* _MATERIAL SHOWN_
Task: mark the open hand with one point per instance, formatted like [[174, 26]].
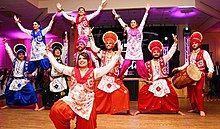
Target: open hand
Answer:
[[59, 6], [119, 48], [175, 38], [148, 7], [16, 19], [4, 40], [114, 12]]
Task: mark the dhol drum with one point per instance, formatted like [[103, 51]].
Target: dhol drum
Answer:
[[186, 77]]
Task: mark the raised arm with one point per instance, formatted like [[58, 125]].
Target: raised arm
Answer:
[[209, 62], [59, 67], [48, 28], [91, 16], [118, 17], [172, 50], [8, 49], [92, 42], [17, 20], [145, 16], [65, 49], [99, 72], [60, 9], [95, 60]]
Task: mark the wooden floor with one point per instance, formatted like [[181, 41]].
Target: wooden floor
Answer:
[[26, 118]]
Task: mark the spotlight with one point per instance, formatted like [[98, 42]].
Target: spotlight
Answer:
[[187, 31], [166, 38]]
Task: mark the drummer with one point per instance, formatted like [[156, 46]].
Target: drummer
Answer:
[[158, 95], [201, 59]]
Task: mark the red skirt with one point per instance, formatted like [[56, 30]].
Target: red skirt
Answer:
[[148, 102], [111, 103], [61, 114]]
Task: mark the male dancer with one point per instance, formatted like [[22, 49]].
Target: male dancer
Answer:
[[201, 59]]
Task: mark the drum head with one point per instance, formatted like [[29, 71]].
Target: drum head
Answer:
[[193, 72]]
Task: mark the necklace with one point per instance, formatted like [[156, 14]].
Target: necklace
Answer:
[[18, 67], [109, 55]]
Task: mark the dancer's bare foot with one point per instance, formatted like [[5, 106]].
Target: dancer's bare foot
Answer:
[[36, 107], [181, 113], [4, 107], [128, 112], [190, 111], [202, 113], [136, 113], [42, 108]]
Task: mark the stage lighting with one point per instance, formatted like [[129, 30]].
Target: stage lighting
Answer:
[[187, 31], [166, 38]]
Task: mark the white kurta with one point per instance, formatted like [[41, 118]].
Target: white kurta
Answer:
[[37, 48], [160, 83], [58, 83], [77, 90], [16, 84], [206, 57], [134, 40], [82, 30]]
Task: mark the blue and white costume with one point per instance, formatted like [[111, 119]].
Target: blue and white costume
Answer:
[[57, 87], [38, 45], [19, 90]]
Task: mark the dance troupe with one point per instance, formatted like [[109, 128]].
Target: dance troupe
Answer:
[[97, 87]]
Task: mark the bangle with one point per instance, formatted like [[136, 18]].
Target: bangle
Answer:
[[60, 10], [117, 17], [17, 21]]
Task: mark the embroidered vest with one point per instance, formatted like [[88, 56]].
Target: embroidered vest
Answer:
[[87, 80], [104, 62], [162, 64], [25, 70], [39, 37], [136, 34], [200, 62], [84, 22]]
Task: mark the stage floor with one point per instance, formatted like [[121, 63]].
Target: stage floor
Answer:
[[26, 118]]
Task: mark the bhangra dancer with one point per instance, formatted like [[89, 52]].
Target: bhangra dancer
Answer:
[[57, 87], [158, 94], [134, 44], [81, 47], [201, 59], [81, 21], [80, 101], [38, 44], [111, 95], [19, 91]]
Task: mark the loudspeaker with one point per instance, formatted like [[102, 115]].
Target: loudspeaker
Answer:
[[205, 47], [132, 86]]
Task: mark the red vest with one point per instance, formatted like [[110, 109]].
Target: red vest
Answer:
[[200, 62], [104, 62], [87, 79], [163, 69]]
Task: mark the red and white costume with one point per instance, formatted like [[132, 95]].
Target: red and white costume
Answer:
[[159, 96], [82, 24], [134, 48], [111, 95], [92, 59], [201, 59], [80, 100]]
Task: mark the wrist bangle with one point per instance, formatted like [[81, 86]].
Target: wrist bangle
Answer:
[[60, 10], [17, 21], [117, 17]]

* _WHAT THE TASK ASKS_
Render all the entries above as a two-column CSV with the header entry_text,answer. Give one row per entry, with the entry's text and its answer each in a single quoted field, line breaks replaced by spaces, and the pictures left out.

* _SOLUTION BELOW_
entry_text,answer
"Task: mark the open hand with one point per instance, formatted like [[174, 26]]. Target: open hand Answer:","[[59, 6], [119, 48], [175, 38], [148, 7], [16, 19], [4, 40], [114, 12]]"
"Task: mark the dhol drum with one point per instance, formatted like [[103, 51]]. Target: dhol drum Answer:","[[186, 77]]"
"Task: mark the raised arm with one point per instance, formatted like [[58, 125]]. Target: raised arm Answer:","[[209, 62], [59, 67], [48, 28], [91, 16], [118, 17], [172, 50], [8, 49], [92, 42], [17, 20], [145, 16], [65, 49], [99, 72], [60, 9], [95, 60]]"
"Task: mark the wooden floor with one point per instance, formatted like [[181, 41]]. Target: wooden floor Answer:","[[26, 118]]"
"Task: mark the spotlight with one point per instance, formatted like [[98, 42]]. Target: spotlight Answer:","[[187, 31], [166, 38]]"
"Task: mark the drummer with one point per instance, formatted like [[156, 46]]. Target: drummer Answer:","[[158, 95], [201, 59]]"
"Task: mark the red skirt with one point per instance, formatted like [[56, 30]]. Target: red skirt Answer:","[[148, 102], [111, 103], [61, 114]]"
"Task: mark the male dancer with one point per instance, formatted like [[22, 49]]. Target: male dancer Answer:","[[201, 59]]"
"Task: mark the drum head with one point per instance, formatted like [[29, 71]]. Target: drum head Answer:","[[193, 72]]"
"Task: mark the necklace with one point per instance, formatted like [[156, 14]]. Target: necklace Answer:","[[18, 67], [109, 55]]"
"Task: mark the dancer's bare foot with one point per instance, formatted like [[5, 106]]. Target: dancer's bare foot Answer:","[[36, 107], [181, 113], [4, 107], [128, 112], [190, 111], [202, 113], [136, 113], [42, 108]]"
"Task: mark the stage lighting with one point per instance, formatted like [[129, 30]]. Target: stage lighting Answer:","[[187, 31], [166, 38]]"
"Task: mark the white kurta with one point per instance, formatted like [[41, 118]]. Target: white kurta Answer:","[[37, 48], [160, 83], [58, 83], [77, 90], [16, 84], [206, 57], [134, 40], [82, 30]]"
"Task: mark the blue and white costume with one point per instance, formatted like [[111, 119]]. Target: blue and white costume Answer:","[[57, 87], [38, 45], [19, 90]]"
"Task: mark the dance troupe with one point per instance, formatted like [[109, 128]]. Target: dance troupe Answer:","[[97, 87]]"
"Task: mark the bangle with one point per instance, formatted like [[136, 18]]. Target: bangle Answer:","[[60, 10], [117, 17], [17, 21]]"
"Task: mark the embroidered vest with one point per instance, formatted like [[88, 56]]. Target: embroidered vest Answer:","[[87, 80], [104, 62], [162, 64], [25, 70], [39, 37], [136, 34], [200, 62], [84, 22]]"
"Task: mark the stage floor with one point per instance, formatted like [[121, 63]]. Target: stage floor Answer:","[[26, 118]]"
"Task: mark the bhangra dancer with one point per instance, formatted like [[89, 52]]. Target: bhangra dancer Answer:","[[57, 87], [158, 94], [134, 44], [81, 47], [201, 59], [81, 21], [80, 101], [38, 44], [111, 95], [19, 91]]"
"Task: mark the loudspeaker with one point per instance, formatted like [[102, 115]]. Target: loudspeaker Answer:","[[205, 47], [132, 86]]"
"Task: mark the red vest with one point per instance, formatted like [[110, 109]]. Target: red vest Answer:","[[200, 62], [104, 62], [87, 79], [163, 69]]"
"Task: mark the red and white costume with one point per instance, formatted like [[132, 95]]. Target: red and white costume Answer:","[[159, 96], [82, 24], [134, 48], [111, 95], [92, 59], [201, 59], [80, 100]]"
"Task: mark the wrist bangle with one point per instance, formatted like [[81, 86]]. Target: wrist bangle Answer:","[[60, 10], [17, 21], [117, 17]]"